• Görev 1
Kayıtların başından "Query: frost-covered ground" ifadesini içeren satıra kadar, iki uç da dahil olmak üzere, satırları aynen yazın.

• Metin bloğu

● ● ●

2.Yargıtay İçtihadı Birleştirme Büyük Genel Kurulunun, 16.05.1956 tarihli ve 1956/1 Esas, 1956/6 Karar sayılı kararının ilgili bölümü şöyledir: “... Usulü dairesinde istimlak muamelesine tevessül edilmeksizin gayrimenkulü yola kalbedilen şahsın, esas itibarıyla, gayrimenkulünü yola kalbeden amme hükmi şahsiyeti aleyhine meni müdahale davası açmağa hakkı olduğuna, ancak dilerse bu fiili duruma razı olarak, mülkiyet hakkının amme hükmi şahsiyetine devrine karşılık gayrimenkulünün bedelinin tahsilini de dava edebileceğine ve isteyebileceği bedelin de mülkiyet hakkının devrine razı olduğu tarih olan dava tarihindeki bedel olduğuna 16.05.1956 tarihinde ilk toplantıda ittifakla karar verildi.”
3.Yargıtay İçtihadı Birleştirme Büyük Genel Kurulunun, 16.05.1956 tarihli ve 1954/1 Esas, 1956/7 Karar sayılı kararı ile “... Usulü dairesinde istimlak muamelesine tevessül edilmeksizin gayrimenkulü yola kalbedilen şahsın, gayrimenkulünün bedelinin tahsiline ilişkin olarak, gayrimenkulünü yola kalbeden hükmü şahsiyeti aleyhine açacağı bedel davasında müruruzamanın mevzuubahis olamayacağına ve bu itibarla da, hadisede Borçlar Kanunu'nun 66 ncı maddesinin tatbik kabiliyeti bulunmadığına ...” karar verilmiştir.

● ● ●

• Görev 2
Metin bloğuna göre 1956/7 Karar sayılı kararda, yola kalbedilen gayrimenkulün bedel davasında hangi kanun maddesinin uygulanma kabiliyeti bulunmadığı belirtilmiştir?

● ● ●

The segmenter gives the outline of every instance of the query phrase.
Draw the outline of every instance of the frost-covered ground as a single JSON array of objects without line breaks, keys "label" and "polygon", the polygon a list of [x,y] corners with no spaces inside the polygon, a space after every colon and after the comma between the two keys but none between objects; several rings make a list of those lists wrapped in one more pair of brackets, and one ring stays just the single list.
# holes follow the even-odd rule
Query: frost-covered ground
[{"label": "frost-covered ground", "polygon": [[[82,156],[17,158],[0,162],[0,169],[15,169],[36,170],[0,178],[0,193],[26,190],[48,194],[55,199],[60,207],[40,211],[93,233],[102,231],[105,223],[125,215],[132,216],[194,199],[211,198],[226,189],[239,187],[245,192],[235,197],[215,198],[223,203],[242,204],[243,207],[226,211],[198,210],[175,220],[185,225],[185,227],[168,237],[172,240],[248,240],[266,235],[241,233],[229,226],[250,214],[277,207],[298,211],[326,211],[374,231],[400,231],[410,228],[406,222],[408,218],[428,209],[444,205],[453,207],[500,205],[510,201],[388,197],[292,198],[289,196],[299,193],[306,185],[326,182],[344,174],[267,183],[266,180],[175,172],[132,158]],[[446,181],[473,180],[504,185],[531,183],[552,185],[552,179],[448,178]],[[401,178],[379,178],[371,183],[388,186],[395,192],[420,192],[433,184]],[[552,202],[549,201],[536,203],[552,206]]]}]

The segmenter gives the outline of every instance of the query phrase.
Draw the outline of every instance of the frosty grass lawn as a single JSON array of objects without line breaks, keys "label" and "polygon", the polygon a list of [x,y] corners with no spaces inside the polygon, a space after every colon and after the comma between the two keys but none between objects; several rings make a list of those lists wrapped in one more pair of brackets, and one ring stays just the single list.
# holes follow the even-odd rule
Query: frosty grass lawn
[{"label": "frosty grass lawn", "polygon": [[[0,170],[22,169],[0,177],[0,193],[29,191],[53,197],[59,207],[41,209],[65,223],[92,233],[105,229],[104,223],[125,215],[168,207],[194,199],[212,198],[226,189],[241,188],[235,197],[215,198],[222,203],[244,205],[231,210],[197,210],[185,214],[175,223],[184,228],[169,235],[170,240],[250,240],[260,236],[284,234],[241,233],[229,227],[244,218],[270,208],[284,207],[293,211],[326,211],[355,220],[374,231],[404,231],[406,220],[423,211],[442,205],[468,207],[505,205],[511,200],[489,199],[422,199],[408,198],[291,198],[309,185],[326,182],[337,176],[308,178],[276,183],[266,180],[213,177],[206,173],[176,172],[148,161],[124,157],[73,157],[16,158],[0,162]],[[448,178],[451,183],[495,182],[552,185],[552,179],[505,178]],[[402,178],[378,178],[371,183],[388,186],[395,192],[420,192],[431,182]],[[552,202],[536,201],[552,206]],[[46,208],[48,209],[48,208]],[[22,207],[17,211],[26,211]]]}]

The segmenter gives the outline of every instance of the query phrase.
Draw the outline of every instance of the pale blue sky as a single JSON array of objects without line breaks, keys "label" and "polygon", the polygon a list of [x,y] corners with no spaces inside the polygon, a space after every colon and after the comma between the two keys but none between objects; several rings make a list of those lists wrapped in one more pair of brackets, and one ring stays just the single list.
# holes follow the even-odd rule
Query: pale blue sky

● ● ●

• Görev çıktısı 1
The segmenter gives the outline of every instance of the query phrase.
Draw the outline of every instance of the frost-covered ground as a single JSON array of objects without line breaks, keys "label" and "polygon", the polygon a list of [x,y] corners with no spaces inside the polygon, a space after every colon and after the comma between the two keys but none between objects; several rings make a list of those lists wrapped in one more pair of brackets, and one ring stays just the single list.
# holes follow the even-odd rule
Query: frost-covered ground

• Görev çıktısı 2
Borçlar Kanunu'nun 66 ncı maddesi.